### Task instructions
Pick out the lines below that include the string "rocky".

Dataset entries:
*** Block opens ***

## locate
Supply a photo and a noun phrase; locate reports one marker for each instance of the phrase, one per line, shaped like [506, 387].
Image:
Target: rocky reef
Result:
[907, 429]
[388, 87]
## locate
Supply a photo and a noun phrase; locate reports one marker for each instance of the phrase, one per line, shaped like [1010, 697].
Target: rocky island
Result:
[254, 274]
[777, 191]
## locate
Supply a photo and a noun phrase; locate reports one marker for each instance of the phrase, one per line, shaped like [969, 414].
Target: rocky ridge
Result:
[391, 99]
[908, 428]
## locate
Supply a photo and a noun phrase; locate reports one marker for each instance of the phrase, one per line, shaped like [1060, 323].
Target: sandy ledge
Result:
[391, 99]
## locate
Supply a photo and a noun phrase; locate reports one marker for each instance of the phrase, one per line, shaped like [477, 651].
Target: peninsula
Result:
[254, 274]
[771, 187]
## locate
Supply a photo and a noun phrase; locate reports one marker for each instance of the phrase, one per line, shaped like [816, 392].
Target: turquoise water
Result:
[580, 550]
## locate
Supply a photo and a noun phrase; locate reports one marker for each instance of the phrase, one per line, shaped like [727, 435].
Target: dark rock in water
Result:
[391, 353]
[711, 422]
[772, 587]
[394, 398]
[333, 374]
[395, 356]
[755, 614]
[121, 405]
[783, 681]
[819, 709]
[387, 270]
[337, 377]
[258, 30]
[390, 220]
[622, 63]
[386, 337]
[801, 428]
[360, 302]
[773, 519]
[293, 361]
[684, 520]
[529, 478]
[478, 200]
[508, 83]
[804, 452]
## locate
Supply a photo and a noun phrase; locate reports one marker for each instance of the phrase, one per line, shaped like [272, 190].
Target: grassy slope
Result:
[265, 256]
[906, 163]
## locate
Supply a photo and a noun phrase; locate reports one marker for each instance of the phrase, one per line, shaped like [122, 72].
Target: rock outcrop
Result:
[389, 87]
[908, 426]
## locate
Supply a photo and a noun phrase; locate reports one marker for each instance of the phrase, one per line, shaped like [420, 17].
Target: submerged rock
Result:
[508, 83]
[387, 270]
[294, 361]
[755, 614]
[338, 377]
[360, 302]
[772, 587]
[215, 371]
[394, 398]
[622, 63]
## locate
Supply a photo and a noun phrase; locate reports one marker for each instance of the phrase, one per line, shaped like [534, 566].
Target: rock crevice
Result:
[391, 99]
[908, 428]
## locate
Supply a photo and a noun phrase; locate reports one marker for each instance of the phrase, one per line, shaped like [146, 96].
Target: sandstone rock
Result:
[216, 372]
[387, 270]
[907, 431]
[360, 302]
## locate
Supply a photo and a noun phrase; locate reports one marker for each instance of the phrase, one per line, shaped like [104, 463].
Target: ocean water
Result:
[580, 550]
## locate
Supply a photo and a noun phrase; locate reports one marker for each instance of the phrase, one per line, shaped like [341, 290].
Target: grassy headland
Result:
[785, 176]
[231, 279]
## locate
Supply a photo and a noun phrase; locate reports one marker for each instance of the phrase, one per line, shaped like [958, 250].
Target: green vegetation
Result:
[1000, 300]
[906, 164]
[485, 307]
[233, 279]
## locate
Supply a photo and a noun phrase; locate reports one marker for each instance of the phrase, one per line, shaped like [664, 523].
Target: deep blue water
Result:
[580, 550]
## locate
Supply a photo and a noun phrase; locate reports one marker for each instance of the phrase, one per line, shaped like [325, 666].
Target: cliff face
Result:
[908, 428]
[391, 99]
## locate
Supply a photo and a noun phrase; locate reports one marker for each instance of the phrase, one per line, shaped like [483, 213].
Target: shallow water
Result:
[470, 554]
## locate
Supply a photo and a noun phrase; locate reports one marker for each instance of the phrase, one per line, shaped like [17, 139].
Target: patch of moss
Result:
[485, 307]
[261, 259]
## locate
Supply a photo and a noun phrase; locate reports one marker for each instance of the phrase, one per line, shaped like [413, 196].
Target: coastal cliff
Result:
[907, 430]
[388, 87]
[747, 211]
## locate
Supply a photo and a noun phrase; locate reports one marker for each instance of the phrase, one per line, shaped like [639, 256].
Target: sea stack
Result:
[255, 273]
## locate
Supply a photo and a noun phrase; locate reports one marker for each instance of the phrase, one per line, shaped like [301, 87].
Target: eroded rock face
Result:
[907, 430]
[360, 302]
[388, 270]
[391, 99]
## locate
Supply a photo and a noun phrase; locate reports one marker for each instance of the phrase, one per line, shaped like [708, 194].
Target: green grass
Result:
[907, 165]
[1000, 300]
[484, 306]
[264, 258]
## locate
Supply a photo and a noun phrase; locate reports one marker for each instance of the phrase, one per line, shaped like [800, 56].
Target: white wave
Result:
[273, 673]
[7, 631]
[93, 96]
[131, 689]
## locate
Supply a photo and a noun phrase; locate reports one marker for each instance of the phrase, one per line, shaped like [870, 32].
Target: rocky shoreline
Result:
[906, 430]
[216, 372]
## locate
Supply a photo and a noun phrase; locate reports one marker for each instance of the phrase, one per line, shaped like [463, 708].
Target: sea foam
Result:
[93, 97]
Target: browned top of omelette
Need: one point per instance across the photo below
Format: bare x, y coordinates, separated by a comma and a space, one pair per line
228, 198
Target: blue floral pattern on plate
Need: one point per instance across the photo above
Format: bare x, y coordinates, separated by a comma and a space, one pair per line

*** Block closes ***

### Solution to this exercise
Target: rocky reef
Target: rocky island
Target: rocky ridge
Target: rocky shoreline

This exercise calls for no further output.